ASSIGNED TASK: Repeat each entry as written and leave the images out of the copy.

DATA FOR THIS EXERCISE:
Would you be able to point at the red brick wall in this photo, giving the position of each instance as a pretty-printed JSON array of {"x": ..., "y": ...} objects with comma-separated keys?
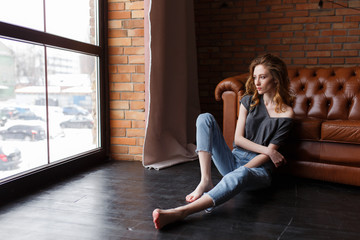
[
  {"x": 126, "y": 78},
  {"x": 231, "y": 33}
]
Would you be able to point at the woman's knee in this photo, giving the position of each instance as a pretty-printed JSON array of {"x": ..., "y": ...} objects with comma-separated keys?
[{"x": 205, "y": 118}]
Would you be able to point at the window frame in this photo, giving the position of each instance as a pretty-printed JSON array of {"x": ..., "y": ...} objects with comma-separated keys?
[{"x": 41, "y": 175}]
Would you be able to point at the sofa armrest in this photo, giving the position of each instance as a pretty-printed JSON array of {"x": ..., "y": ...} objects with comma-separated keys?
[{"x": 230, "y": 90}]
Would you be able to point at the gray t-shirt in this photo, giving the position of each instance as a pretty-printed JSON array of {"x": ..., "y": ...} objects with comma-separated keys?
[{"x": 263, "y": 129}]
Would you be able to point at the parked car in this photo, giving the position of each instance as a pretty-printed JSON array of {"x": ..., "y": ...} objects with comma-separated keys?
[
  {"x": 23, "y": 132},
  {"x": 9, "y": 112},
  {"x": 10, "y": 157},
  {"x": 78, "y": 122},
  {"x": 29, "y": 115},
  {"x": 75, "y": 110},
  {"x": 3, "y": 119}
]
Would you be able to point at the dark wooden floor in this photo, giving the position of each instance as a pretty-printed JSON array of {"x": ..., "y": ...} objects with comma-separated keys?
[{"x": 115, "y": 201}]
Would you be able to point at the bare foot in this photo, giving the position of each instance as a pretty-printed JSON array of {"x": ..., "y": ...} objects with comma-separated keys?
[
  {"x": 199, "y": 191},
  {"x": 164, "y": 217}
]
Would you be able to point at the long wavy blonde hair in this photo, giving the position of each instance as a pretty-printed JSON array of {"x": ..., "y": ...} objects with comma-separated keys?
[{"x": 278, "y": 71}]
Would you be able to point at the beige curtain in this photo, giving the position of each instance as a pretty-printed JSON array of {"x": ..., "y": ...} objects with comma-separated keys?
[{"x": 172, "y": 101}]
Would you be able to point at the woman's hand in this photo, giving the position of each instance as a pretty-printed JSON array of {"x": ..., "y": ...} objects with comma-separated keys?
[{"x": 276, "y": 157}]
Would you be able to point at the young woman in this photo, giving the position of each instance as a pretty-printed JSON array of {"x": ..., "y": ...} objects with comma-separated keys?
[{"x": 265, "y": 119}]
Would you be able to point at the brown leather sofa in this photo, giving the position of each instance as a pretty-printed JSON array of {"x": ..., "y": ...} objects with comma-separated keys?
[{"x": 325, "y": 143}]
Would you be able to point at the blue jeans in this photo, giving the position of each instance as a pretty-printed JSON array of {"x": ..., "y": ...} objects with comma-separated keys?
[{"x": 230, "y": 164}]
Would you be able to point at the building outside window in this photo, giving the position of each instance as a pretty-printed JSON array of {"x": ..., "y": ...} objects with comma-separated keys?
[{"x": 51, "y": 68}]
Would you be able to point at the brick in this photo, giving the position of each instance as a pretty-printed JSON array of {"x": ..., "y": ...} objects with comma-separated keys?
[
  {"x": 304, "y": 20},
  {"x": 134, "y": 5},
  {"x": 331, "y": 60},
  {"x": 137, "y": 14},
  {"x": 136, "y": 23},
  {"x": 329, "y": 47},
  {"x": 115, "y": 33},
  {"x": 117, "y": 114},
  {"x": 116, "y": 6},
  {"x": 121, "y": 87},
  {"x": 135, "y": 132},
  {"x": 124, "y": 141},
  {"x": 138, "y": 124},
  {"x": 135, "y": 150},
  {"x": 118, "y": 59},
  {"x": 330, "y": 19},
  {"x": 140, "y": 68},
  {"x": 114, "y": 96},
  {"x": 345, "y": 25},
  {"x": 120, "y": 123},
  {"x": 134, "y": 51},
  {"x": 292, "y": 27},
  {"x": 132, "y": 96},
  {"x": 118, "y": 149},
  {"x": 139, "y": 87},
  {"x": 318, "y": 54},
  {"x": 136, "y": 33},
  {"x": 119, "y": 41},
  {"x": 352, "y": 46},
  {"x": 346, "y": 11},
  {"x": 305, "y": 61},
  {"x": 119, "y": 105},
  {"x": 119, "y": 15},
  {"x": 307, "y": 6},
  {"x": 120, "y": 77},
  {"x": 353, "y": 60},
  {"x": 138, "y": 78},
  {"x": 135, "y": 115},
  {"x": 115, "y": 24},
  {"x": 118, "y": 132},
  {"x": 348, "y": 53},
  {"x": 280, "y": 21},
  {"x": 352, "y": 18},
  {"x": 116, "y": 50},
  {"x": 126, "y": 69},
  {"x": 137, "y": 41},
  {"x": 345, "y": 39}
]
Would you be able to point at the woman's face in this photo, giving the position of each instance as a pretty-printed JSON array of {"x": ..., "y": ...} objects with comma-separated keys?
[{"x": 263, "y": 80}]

ANSWER FOR THE TASK:
Would you be able to point at the red brick wall in this photo, giving the position of each instance as a pretty-printed JSON array of {"x": ..., "y": ...} objects with comma-separated keys?
[
  {"x": 126, "y": 78},
  {"x": 231, "y": 33}
]
Would you be able to point at the woman's knee in this photo, giving the position of each instance as a pretty-printed JSON array of {"x": ..., "y": ...} objects with comma-separated keys?
[{"x": 205, "y": 118}]
Would you be able to point at the window frame in this photo, giving the position of each instance as a pretty-printed JSON array of {"x": ..., "y": ...} objects with comma-separated keys?
[{"x": 41, "y": 175}]
Would you be able to point at the sofa armrest in this photo, giving the position of each instance as a pretty-printed JSON array of {"x": ..., "y": ...} objects with comma-separated keys?
[{"x": 230, "y": 90}]
Would you be able to point at the gray t-shirt in this photo, giving the position of each instance as a pretty-printed JSON array of {"x": ..., "y": ...} objects with comma-separated keys?
[{"x": 263, "y": 129}]
Would you be able to point at the parked car in this photo, giving the position of each instance as a pretty-printed JSON array of {"x": ..., "y": ...} objects with comma-separated keys?
[
  {"x": 23, "y": 132},
  {"x": 9, "y": 112},
  {"x": 10, "y": 157},
  {"x": 78, "y": 122},
  {"x": 29, "y": 115},
  {"x": 75, "y": 110},
  {"x": 3, "y": 119}
]
Would you be able to point at the dark wooden floor in this photo, giving the position of each instance as a pretty-printed JSON array of {"x": ..., "y": ...} objects with comma-separated keys?
[{"x": 115, "y": 201}]
Would you be able to point at the bare foot in this photo, giving the position of each instance as a pretty-printed JSON array of {"x": ..., "y": ...} objects with comma-separated keys?
[
  {"x": 199, "y": 191},
  {"x": 164, "y": 217}
]
Would you be able to point at the long wavy blonde hair in this photo, giving the position of each instance as a pretty-printed JSON array of {"x": ..., "y": ...} objects with comma-separated keys?
[{"x": 278, "y": 71}]
Would you be able to point at the beige curtain in this photo, giving the position of each instance as a pretty-printed JSON array of {"x": ..., "y": ...} objects with comma-separated keys?
[{"x": 172, "y": 101}]
Would you be able to point at the woman's hand in this photo, giving the position of each instance as a pretty-printed JSON array of {"x": ..., "y": ...} objects with comma-separated keys?
[{"x": 276, "y": 157}]
Would you be able to point at the young woman in this photo, giving the position of each instance as a pretty-printed JSON array of {"x": ..., "y": ...} objects with comma-separated keys?
[{"x": 265, "y": 119}]
Would you be able to point at the brown leather sofa in this photo, giving the position of each instance as a pretty-printed JSON array of {"x": ..., "y": ...} objects with comma-separated keys?
[{"x": 325, "y": 143}]
Would you be able to point at the blue jeans in this photo, giving the position of each instance as a pretty-printed JSON array of {"x": ..., "y": ...} objects with comma-separated keys?
[{"x": 230, "y": 164}]
Would you be able to point at the building outside window in this photo, giving the position of each instance as a pretty-printed JSON array of {"x": ..., "y": ...} objects with comma-separated keys?
[{"x": 51, "y": 68}]
Would you be able to point at the brick in this photo, giving the position of each instance as a pretty-printed JSON array of {"x": ..., "y": ...} objects with comma-separated keys?
[
  {"x": 304, "y": 20},
  {"x": 134, "y": 5},
  {"x": 331, "y": 60},
  {"x": 137, "y": 14},
  {"x": 136, "y": 23},
  {"x": 329, "y": 47},
  {"x": 115, "y": 33},
  {"x": 117, "y": 114},
  {"x": 116, "y": 6},
  {"x": 121, "y": 87},
  {"x": 135, "y": 132},
  {"x": 124, "y": 141},
  {"x": 138, "y": 124},
  {"x": 135, "y": 150},
  {"x": 118, "y": 59},
  {"x": 330, "y": 19},
  {"x": 140, "y": 68},
  {"x": 114, "y": 96},
  {"x": 345, "y": 25},
  {"x": 120, "y": 123},
  {"x": 134, "y": 51},
  {"x": 292, "y": 27},
  {"x": 132, "y": 96},
  {"x": 118, "y": 149},
  {"x": 139, "y": 87},
  {"x": 318, "y": 54},
  {"x": 136, "y": 33},
  {"x": 119, "y": 41},
  {"x": 352, "y": 46},
  {"x": 346, "y": 11},
  {"x": 305, "y": 61},
  {"x": 119, "y": 105},
  {"x": 119, "y": 15},
  {"x": 307, "y": 6},
  {"x": 120, "y": 77},
  {"x": 353, "y": 60},
  {"x": 138, "y": 78},
  {"x": 135, "y": 115},
  {"x": 115, "y": 24},
  {"x": 118, "y": 132},
  {"x": 348, "y": 53},
  {"x": 280, "y": 21},
  {"x": 352, "y": 18},
  {"x": 116, "y": 50},
  {"x": 126, "y": 69},
  {"x": 137, "y": 41},
  {"x": 345, "y": 39}
]
Would you be able to point at the woman's face in this photo, giving the position of each instance as a pretty-printed JSON array of {"x": ..., "y": ...} objects with comma-separated keys?
[{"x": 263, "y": 80}]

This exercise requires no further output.